Dataset entries:
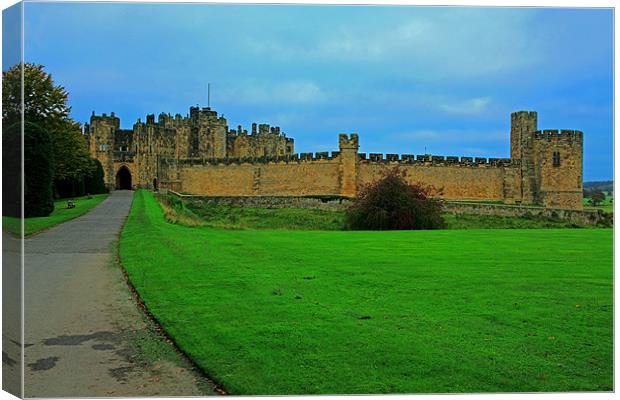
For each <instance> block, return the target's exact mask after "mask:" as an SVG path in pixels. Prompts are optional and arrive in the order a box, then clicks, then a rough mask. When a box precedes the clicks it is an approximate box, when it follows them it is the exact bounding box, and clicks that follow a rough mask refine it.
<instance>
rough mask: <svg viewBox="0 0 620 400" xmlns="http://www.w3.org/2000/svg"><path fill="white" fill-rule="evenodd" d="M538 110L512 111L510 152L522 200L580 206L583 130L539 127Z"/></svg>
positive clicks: (577, 207) (559, 207)
mask: <svg viewBox="0 0 620 400" xmlns="http://www.w3.org/2000/svg"><path fill="white" fill-rule="evenodd" d="M537 120H538V116H537V114H536V112H530V111H519V112H515V113H512V114H511V126H510V156H511V158H512V160H513V162H514V163H515V164H518V165H519V167H518V171H519V174H520V176H519V177H518V181H519V182H520V184H521V195H520V196H518V194H517V196H515V197H516V198H519V197H520V198H521V203H522V204H538V205H544V206H545V207H557V208H573V209H575V208H576V209H581V208H583V206H582V203H581V201H582V197H583V194H582V188H583V133H582V132H580V131H571V130H561V131H560V130H544V131H539V130H538V126H537V123H538V121H537Z"/></svg>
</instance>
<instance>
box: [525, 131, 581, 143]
mask: <svg viewBox="0 0 620 400" xmlns="http://www.w3.org/2000/svg"><path fill="white" fill-rule="evenodd" d="M534 139H535V140H548V141H551V140H568V141H583V132H582V131H579V130H572V129H544V130H542V131H541V130H538V131H535V132H534Z"/></svg>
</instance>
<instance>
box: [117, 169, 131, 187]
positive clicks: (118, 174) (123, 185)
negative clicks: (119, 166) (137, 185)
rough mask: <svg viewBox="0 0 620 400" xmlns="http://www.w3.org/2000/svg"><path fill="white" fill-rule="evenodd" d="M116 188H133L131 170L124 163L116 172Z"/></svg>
mask: <svg viewBox="0 0 620 400" xmlns="http://www.w3.org/2000/svg"><path fill="white" fill-rule="evenodd" d="M116 190H131V172H129V168H127V167H126V166H124V165H123V166H122V167H120V168H119V169H118V172H117V173H116Z"/></svg>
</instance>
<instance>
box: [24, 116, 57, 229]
mask: <svg viewBox="0 0 620 400" xmlns="http://www.w3.org/2000/svg"><path fill="white" fill-rule="evenodd" d="M53 162H54V161H53V154H52V141H51V139H50V135H49V133H47V132H46V131H45V130H44V129H42V128H41V127H39V126H38V125H36V124H33V123H31V122H28V121H27V122H25V123H24V175H25V178H26V179H25V182H24V217H26V218H28V217H45V216H48V215H49V214H50V213H51V212H52V211H54V201H53V196H52V177H53Z"/></svg>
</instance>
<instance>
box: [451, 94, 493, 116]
mask: <svg viewBox="0 0 620 400" xmlns="http://www.w3.org/2000/svg"><path fill="white" fill-rule="evenodd" d="M490 102H491V98H489V97H474V98H471V99H467V100H462V101H454V102H446V103H441V104H439V108H440V109H441V110H443V111H445V112H446V113H448V114H459V115H478V114H481V113H483V112H485V111H487V110H488V106H489V103H490Z"/></svg>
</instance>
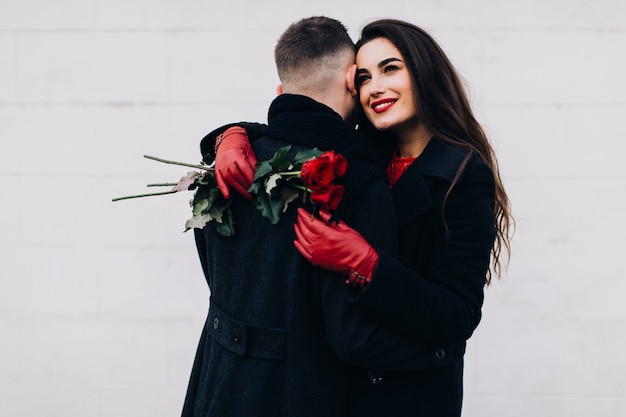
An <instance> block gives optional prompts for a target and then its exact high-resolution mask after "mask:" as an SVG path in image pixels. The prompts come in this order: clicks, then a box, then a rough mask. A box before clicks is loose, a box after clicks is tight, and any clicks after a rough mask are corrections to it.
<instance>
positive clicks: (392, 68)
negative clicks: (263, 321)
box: [384, 65, 398, 72]
mask: <svg viewBox="0 0 626 417" xmlns="http://www.w3.org/2000/svg"><path fill="white" fill-rule="evenodd" d="M396 70H398V67H397V66H395V65H387V66H386V67H385V69H384V72H393V71H396Z"/></svg>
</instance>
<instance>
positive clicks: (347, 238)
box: [294, 208, 378, 287]
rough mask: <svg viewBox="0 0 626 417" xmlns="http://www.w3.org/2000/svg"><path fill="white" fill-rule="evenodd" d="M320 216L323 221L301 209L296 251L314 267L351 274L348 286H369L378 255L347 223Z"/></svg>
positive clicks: (329, 215)
mask: <svg viewBox="0 0 626 417" xmlns="http://www.w3.org/2000/svg"><path fill="white" fill-rule="evenodd" d="M319 214H320V217H321V220H320V219H318V218H313V219H312V218H311V213H309V212H307V211H306V210H304V209H302V208H300V209H298V221H297V222H296V224H295V226H294V228H295V231H296V236H297V239H296V240H295V241H294V245H295V246H296V249H298V251H299V252H300V253H301V254H302V256H304V257H305V258H306V259H307V260H308V261H310V262H311V263H312V264H313V265H318V266H321V267H322V268H324V269H329V270H331V271H335V272H339V273H341V274H344V275H347V276H348V279H347V280H346V284H353V285H359V286H362V287H364V286H366V285H367V284H368V283H369V282H370V281H371V280H372V275H374V271H375V270H376V266H377V265H378V253H377V252H376V251H375V250H374V248H372V246H371V245H370V244H369V243H367V241H366V240H365V239H364V238H363V236H361V235H360V234H359V233H358V232H357V231H356V230H354V229H353V228H351V227H350V226H348V225H347V224H345V223H344V222H342V221H340V222H339V223H338V224H335V223H330V222H329V220H330V213H328V212H326V211H323V210H322V211H320V213H319Z"/></svg>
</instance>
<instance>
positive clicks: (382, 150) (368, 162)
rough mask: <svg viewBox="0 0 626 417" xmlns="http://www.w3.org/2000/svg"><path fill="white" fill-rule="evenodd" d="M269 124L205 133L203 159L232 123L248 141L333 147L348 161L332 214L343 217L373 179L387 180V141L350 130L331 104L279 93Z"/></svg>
mask: <svg viewBox="0 0 626 417" xmlns="http://www.w3.org/2000/svg"><path fill="white" fill-rule="evenodd" d="M268 120H269V125H267V126H266V125H262V124H259V123H254V122H239V123H230V124H227V125H224V126H221V127H219V128H217V129H215V130H213V131H212V132H210V133H209V134H207V135H206V136H205V137H204V138H203V139H202V141H201V143H200V149H201V151H202V155H203V157H204V159H205V162H207V163H210V162H212V161H211V159H212V154H213V145H214V144H215V139H216V138H217V136H218V135H219V134H221V133H223V132H224V131H225V130H226V129H228V128H229V127H231V126H241V127H243V128H244V129H246V132H247V134H248V137H249V138H250V140H251V141H253V140H255V139H259V138H261V137H263V136H269V137H272V138H275V139H279V140H283V141H285V142H289V143H293V144H297V145H301V146H306V147H309V148H318V149H320V150H322V151H328V150H335V151H336V152H338V153H340V154H342V155H343V156H344V157H345V158H346V159H347V160H348V170H347V172H346V175H345V177H343V179H342V182H343V184H344V185H345V187H346V192H345V194H344V197H343V199H342V202H341V205H340V206H339V209H338V210H337V212H336V213H335V214H336V215H335V217H339V218H346V216H349V215H350V212H351V211H352V209H353V208H355V207H356V206H355V203H356V201H357V199H358V197H359V195H360V194H361V193H363V192H365V190H366V189H367V187H368V186H369V185H370V184H371V183H372V182H374V181H377V180H383V181H387V175H386V172H385V167H386V166H387V163H388V162H389V152H388V149H387V148H388V144H386V143H383V142H382V141H378V142H375V141H374V140H371V139H369V138H368V137H366V136H364V135H363V134H362V133H360V132H359V131H357V130H354V129H352V128H351V127H350V126H349V125H348V124H347V123H345V122H344V121H343V119H342V118H341V116H339V114H338V113H336V112H335V111H334V110H333V109H331V108H330V107H328V106H326V105H324V104H322V103H320V102H317V101H315V100H313V99H311V98H309V97H306V96H301V95H295V94H282V95H280V96H278V97H276V98H275V99H274V101H273V102H272V104H271V105H270V108H269V111H268Z"/></svg>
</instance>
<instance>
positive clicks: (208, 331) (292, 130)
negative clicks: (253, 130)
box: [183, 95, 420, 417]
mask: <svg viewBox="0 0 626 417" xmlns="http://www.w3.org/2000/svg"><path fill="white" fill-rule="evenodd" d="M312 114H313V116H312V117H311V115H312ZM283 116H285V117H283ZM281 120H283V121H284V122H285V123H284V124H281V123H279V122H280V121H281ZM312 122H313V123H312ZM269 128H270V129H269V130H268V132H274V133H273V134H272V136H269V133H268V135H267V136H265V137H263V138H261V139H259V140H257V141H255V142H254V143H253V147H254V151H255V154H256V156H257V159H258V160H259V161H263V160H267V159H270V158H271V157H272V155H273V154H274V152H275V151H276V150H277V149H278V148H279V147H280V146H283V145H285V144H287V143H292V144H294V146H293V149H292V151H293V152H294V153H295V152H296V151H297V150H298V149H301V148H303V146H302V142H306V143H307V144H308V145H312V142H318V145H320V149H322V150H326V149H325V147H327V146H329V144H330V143H331V142H332V140H334V141H339V140H340V139H341V138H342V136H346V135H347V136H350V135H352V134H353V133H354V131H353V130H351V129H349V128H348V127H347V125H345V124H344V123H343V122H342V121H341V118H340V117H339V115H337V114H336V113H334V112H332V110H330V109H329V108H328V107H326V106H323V105H321V104H319V103H316V102H314V101H312V100H310V99H306V98H303V97H300V96H295V97H293V96H288V95H285V96H280V97H279V98H277V99H276V100H275V102H274V103H273V105H272V107H271V108H270V119H269ZM285 132H287V134H285ZM289 138H291V140H290V142H288V141H287V139H289ZM303 138H308V139H310V141H307V140H308V139H307V140H303ZM317 138H319V140H318V139H317ZM331 139H332V140H331ZM357 139H358V140H359V141H363V140H364V138H357ZM298 143H300V145H298ZM359 143H361V146H359V147H360V148H361V147H362V145H363V144H364V143H365V142H359ZM345 148H347V149H349V147H345ZM351 167H353V168H355V167H358V168H360V169H361V172H362V173H363V172H370V173H372V172H374V171H376V170H377V169H378V170H380V172H381V173H383V174H384V171H383V167H382V166H380V167H376V166H372V167H371V169H369V170H366V169H363V168H364V165H363V164H361V163H360V162H359V161H357V160H356V158H348V174H349V175H348V177H349V178H350V177H351V178H353V179H354V180H355V181H354V182H355V183H357V184H356V185H357V186H358V187H361V192H360V193H357V194H358V196H360V201H355V202H354V204H353V207H354V208H355V209H354V210H350V211H349V213H348V214H347V216H346V217H345V221H346V222H347V223H349V224H350V225H351V226H353V227H355V228H357V229H358V230H360V231H361V233H362V234H363V235H364V236H365V237H366V238H368V239H369V240H370V241H371V242H372V243H373V244H374V245H375V247H376V248H377V249H378V250H380V251H385V252H390V253H392V254H393V253H395V248H396V247H397V242H398V236H397V233H396V231H397V225H396V221H395V216H394V213H395V209H394V207H393V203H392V198H391V194H390V192H389V189H388V186H387V184H386V183H384V182H383V181H382V180H379V179H377V178H381V176H377V175H372V176H369V177H368V176H367V175H365V176H364V175H358V176H356V177H357V178H354V175H352V174H350V169H351ZM351 175H352V176H351ZM363 178H370V179H371V180H369V181H359V179H363ZM346 185H347V186H350V184H346ZM355 198H356V197H355ZM231 210H232V212H233V217H234V221H235V236H231V237H224V236H221V235H220V234H218V233H217V232H216V231H215V226H214V224H213V223H209V224H208V225H207V226H206V227H205V228H204V229H202V230H197V229H196V231H195V236H196V242H197V247H198V253H199V256H200V260H201V264H202V267H203V270H204V273H205V276H206V279H207V282H208V285H209V288H210V296H211V297H210V306H209V313H208V317H207V320H206V325H205V326H204V329H203V332H202V336H201V340H200V343H199V346H198V351H197V354H196V358H195V361H194V365H193V370H192V375H191V378H190V382H189V388H188V392H187V397H186V399H185V406H184V409H183V416H184V417H190V416H202V417H210V416H219V417H227V416H242V417H243V416H245V417H249V416H255V417H263V416H267V417H279V416H285V417H292V416H315V417H319V416H330V417H332V416H347V415H348V413H349V390H350V388H349V383H350V378H349V375H350V372H351V369H350V368H348V367H347V366H345V365H344V364H345V363H351V364H354V365H368V366H375V367H377V368H381V369H395V370H399V369H405V367H406V366H407V364H417V363H418V362H419V357H420V354H419V349H418V343H417V342H415V341H414V340H411V339H409V338H406V337H405V336H402V335H401V334H400V333H399V332H398V331H396V330H394V329H393V328H392V327H391V326H389V325H386V324H384V323H383V322H382V320H378V319H373V318H370V317H369V316H367V315H364V314H363V313H362V311H361V309H360V308H359V307H357V306H356V305H355V304H353V303H350V302H349V301H348V296H349V294H348V291H349V288H348V287H347V286H346V285H345V284H344V281H345V277H342V276H338V275H336V274H333V273H329V272H326V271H323V270H322V269H320V268H316V267H313V266H312V265H311V264H310V263H309V262H307V261H306V260H305V259H304V258H303V257H302V256H301V255H300V253H299V252H298V251H297V250H296V249H295V247H294V245H293V241H294V239H295V232H294V230H293V224H294V222H295V216H296V210H295V207H290V208H289V209H288V210H287V212H286V213H284V215H283V217H282V219H281V220H280V222H279V223H278V224H276V225H272V224H270V223H269V221H268V220H266V219H265V218H263V217H261V214H260V212H259V211H258V210H257V209H256V208H255V207H254V206H253V204H252V203H250V202H249V201H246V200H244V199H243V198H242V197H240V196H238V195H235V196H234V197H233V202H232V204H231ZM381 214H382V215H381ZM408 366H410V365H408Z"/></svg>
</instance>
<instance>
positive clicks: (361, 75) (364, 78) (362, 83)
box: [356, 75, 370, 87]
mask: <svg viewBox="0 0 626 417" xmlns="http://www.w3.org/2000/svg"><path fill="white" fill-rule="evenodd" d="M369 79H370V77H369V75H359V76H357V77H356V85H357V86H359V87H360V86H361V85H363V83H365V82H367V81H368V80H369Z"/></svg>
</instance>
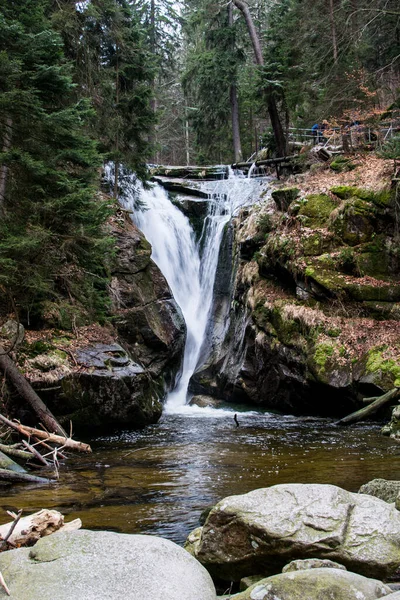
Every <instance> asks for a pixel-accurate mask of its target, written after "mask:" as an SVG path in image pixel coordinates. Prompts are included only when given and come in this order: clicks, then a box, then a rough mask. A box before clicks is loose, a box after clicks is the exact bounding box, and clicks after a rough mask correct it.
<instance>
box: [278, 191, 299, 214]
mask: <svg viewBox="0 0 400 600" xmlns="http://www.w3.org/2000/svg"><path fill="white" fill-rule="evenodd" d="M299 194H300V190H299V189H298V188H280V189H278V190H274V191H273V192H272V193H271V196H272V198H273V199H274V200H275V202H276V206H277V208H278V210H279V211H281V212H286V211H287V209H288V208H289V205H290V204H291V203H292V202H293V201H294V200H296V198H297V197H298V195H299Z"/></svg>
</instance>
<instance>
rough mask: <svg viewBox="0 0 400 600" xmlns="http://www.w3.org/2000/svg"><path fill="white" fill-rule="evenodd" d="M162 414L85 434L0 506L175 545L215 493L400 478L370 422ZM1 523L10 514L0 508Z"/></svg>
mask: <svg viewBox="0 0 400 600" xmlns="http://www.w3.org/2000/svg"><path fill="white" fill-rule="evenodd" d="M238 416H239V421H240V427H236V425H235V423H234V421H233V413H229V412H218V411H217V412H216V413H215V416H212V415H210V414H209V413H208V414H207V416H202V414H201V412H200V411H199V414H192V415H164V416H163V417H162V419H161V421H160V422H159V423H158V424H157V425H152V426H149V427H147V428H146V429H144V430H142V431H139V432H137V431H135V432H132V431H123V432H121V433H119V434H118V435H114V436H108V437H100V438H94V439H91V440H89V441H90V443H91V445H92V448H93V454H91V455H82V454H80V455H74V456H72V455H71V456H70V458H69V460H68V461H66V462H65V464H64V465H62V467H61V469H60V480H59V482H58V483H56V484H53V485H50V486H44V487H43V486H26V485H20V486H14V487H13V488H12V489H10V488H3V489H0V507H2V508H3V509H13V510H16V509H19V508H23V509H24V510H25V511H26V512H33V511H34V510H39V509H41V508H56V509H58V510H60V511H61V512H63V513H64V514H66V515H69V519H70V518H75V517H80V518H81V519H82V521H83V525H84V527H86V528H88V529H109V530H114V531H120V532H126V533H151V534H158V535H162V536H164V537H167V538H169V539H171V540H173V541H175V542H178V543H182V542H183V541H184V539H185V537H186V535H187V534H188V532H189V531H190V530H192V529H193V528H194V527H197V526H198V519H199V516H200V514H201V512H202V511H203V510H204V509H205V508H206V507H208V506H210V505H212V504H215V503H216V502H217V501H218V500H220V499H221V498H223V497H225V496H228V495H232V494H242V493H245V492H248V491H250V490H253V489H255V488H259V487H266V486H270V485H275V484H277V483H331V484H335V485H338V486H340V487H343V488H344V489H347V490H350V491H357V490H358V489H359V487H360V485H362V484H363V483H365V482H366V481H369V480H370V479H373V478H375V477H383V478H386V479H400V446H399V445H397V444H396V443H395V442H393V441H392V440H390V439H388V438H384V437H383V436H381V435H380V433H379V427H378V426H376V425H358V426H356V427H353V428H351V429H347V428H338V427H336V426H335V425H334V423H333V421H330V420H326V419H317V418H299V417H290V416H281V415H273V414H270V413H255V412H254V413H238ZM0 518H1V521H2V522H3V523H4V522H6V521H8V520H9V517H8V516H7V515H6V513H5V512H4V513H3V514H1V512H0ZM69 519H68V520H69Z"/></svg>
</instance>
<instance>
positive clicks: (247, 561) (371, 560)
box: [196, 484, 400, 581]
mask: <svg viewBox="0 0 400 600" xmlns="http://www.w3.org/2000/svg"><path fill="white" fill-rule="evenodd" d="M299 557H302V558H308V557H310V558H323V559H329V560H334V561H337V562H339V563H340V564H342V565H344V566H346V567H347V568H348V569H349V570H352V571H354V572H357V573H360V574H366V575H370V576H372V577H379V578H388V577H392V576H394V575H395V574H396V572H397V570H398V568H399V565H400V515H399V514H398V511H397V510H396V509H395V507H394V506H392V505H389V504H387V503H386V502H384V501H382V500H379V499H378V498H374V497H372V496H367V495H365V494H354V493H351V492H347V491H345V490H342V489H340V488H338V487H336V486H333V485H319V484H307V485H303V484H285V485H276V486H273V487H270V488H264V489H259V490H254V491H252V492H249V493H248V494H243V495H241V496H231V497H228V498H225V499H224V500H222V501H221V502H219V503H218V504H217V505H216V506H215V507H214V508H213V510H212V511H211V512H210V514H209V516H208V519H207V521H206V523H205V525H204V527H203V530H202V533H201V538H200V542H199V544H198V546H197V550H196V558H197V559H198V560H199V561H200V562H201V563H202V564H203V565H204V566H205V567H206V568H207V569H208V570H209V571H210V573H211V574H213V575H215V576H216V577H219V578H221V579H227V580H235V581H239V580H240V579H241V578H242V577H246V576H247V575H251V574H254V573H265V574H266V575H268V574H273V573H276V572H277V571H280V570H281V569H282V567H283V566H284V565H285V564H287V563H288V562H289V561H291V560H295V559H297V558H299Z"/></svg>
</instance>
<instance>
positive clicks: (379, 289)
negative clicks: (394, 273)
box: [345, 281, 400, 302]
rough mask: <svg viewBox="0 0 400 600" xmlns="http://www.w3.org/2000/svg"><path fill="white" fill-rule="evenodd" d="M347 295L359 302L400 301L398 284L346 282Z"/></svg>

Work task:
Take the lines above from the one containing "box: [384, 65, 398, 72]" down to the one containing "216L323 221L301 209L296", and transcribe them exactly, both ends included.

Response area:
box: [384, 65, 398, 72]
mask: <svg viewBox="0 0 626 417" xmlns="http://www.w3.org/2000/svg"><path fill="white" fill-rule="evenodd" d="M396 70H398V67H397V66H395V65H387V66H386V67H385V69H384V72H393V71H396Z"/></svg>
</instance>
<instance>
positive clicks: (347, 238)
box: [294, 208, 378, 287]
rough mask: <svg viewBox="0 0 626 417" xmlns="http://www.w3.org/2000/svg"><path fill="white" fill-rule="evenodd" d="M320 216L323 221L301 209L296 251L314 267L351 274L348 286H369L378 255L347 223Z"/></svg>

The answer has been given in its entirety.